** What you have to do **
All that is needed is an exact repetition of the lines from the one containing "of the fire" through the final line of the material, without pictures.

** Records for the task **
+++++

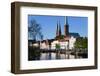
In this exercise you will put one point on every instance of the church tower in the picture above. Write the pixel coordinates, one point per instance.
(66, 27)
(58, 30)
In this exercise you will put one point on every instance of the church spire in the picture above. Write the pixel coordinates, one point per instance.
(59, 31)
(66, 20)
(66, 27)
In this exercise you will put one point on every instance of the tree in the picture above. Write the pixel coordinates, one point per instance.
(81, 42)
(34, 30)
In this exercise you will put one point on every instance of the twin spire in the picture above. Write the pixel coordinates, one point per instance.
(58, 30)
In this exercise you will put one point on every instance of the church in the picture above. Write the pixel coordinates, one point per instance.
(65, 41)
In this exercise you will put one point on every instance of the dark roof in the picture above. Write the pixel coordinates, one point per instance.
(74, 35)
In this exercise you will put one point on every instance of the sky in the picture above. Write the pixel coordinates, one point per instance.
(49, 24)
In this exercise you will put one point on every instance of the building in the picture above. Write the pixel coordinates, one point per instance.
(65, 41)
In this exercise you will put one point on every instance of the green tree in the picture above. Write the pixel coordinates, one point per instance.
(81, 42)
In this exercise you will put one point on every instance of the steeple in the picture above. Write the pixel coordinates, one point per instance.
(57, 34)
(66, 27)
(66, 20)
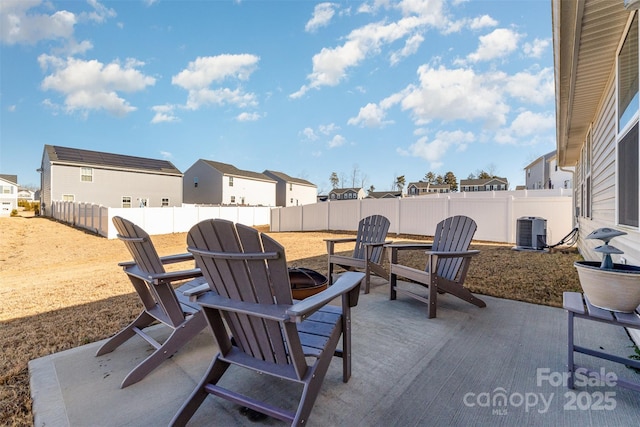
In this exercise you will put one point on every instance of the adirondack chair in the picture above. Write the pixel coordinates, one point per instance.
(160, 301)
(367, 253)
(271, 334)
(448, 260)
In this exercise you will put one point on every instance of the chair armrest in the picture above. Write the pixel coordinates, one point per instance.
(277, 312)
(388, 242)
(345, 283)
(448, 254)
(331, 243)
(409, 246)
(169, 259)
(196, 291)
(158, 278)
(341, 240)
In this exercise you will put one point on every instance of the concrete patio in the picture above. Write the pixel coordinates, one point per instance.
(407, 370)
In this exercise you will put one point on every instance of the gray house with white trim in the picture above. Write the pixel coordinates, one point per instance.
(597, 67)
(292, 191)
(111, 180)
(215, 183)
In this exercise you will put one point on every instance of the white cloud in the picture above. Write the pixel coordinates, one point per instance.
(17, 26)
(322, 15)
(337, 141)
(537, 48)
(100, 12)
(209, 69)
(410, 47)
(248, 117)
(164, 114)
(482, 22)
(22, 23)
(330, 65)
(371, 115)
(92, 85)
(497, 44)
(525, 126)
(328, 129)
(455, 94)
(433, 151)
(537, 88)
(204, 71)
(309, 134)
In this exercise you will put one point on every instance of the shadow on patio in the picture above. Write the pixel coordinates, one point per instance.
(500, 365)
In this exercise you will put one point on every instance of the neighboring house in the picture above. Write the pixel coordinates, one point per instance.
(292, 191)
(213, 183)
(384, 195)
(347, 194)
(111, 180)
(8, 194)
(489, 184)
(544, 172)
(595, 47)
(26, 194)
(421, 188)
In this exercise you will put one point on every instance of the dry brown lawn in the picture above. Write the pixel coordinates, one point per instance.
(61, 287)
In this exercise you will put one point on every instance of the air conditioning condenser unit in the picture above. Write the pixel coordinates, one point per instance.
(531, 233)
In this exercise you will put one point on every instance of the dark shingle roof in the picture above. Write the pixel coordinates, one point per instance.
(483, 181)
(286, 178)
(228, 169)
(77, 156)
(10, 178)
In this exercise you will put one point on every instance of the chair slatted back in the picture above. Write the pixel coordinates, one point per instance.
(452, 235)
(146, 258)
(139, 245)
(372, 229)
(257, 274)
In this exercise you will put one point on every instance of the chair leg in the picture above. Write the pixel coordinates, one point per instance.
(179, 337)
(313, 382)
(143, 320)
(346, 342)
(213, 375)
(433, 296)
(367, 278)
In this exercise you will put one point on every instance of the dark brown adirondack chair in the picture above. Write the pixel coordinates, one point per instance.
(368, 251)
(271, 334)
(448, 260)
(162, 303)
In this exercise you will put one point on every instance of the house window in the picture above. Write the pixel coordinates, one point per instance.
(86, 174)
(586, 177)
(627, 147)
(628, 178)
(628, 78)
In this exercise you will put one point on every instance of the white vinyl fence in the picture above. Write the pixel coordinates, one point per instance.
(167, 220)
(496, 213)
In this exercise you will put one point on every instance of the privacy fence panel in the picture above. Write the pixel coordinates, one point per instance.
(496, 213)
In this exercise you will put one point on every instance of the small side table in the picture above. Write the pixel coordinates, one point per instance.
(575, 304)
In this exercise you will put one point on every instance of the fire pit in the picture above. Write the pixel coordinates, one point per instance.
(306, 282)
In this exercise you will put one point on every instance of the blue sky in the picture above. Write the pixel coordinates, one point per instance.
(370, 90)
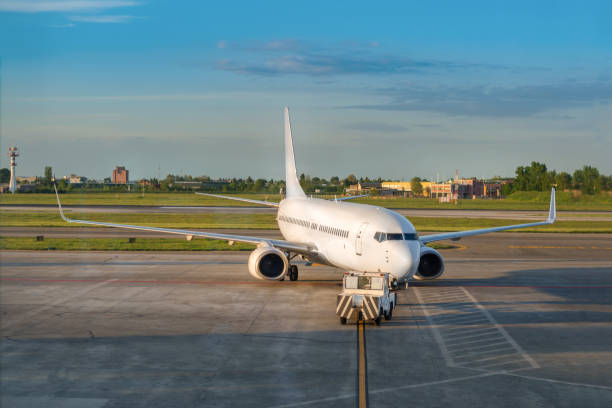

+++++

** Exercise result **
In this exercise you will put one point on every instance of the fire pit in the picture above. Write the pixel coordinates, one point per instance.
(306, 282)
In this exercise you will put one point on every instance of the blue sky in the picture above. Write the pixel coordinates, one point per instance.
(370, 90)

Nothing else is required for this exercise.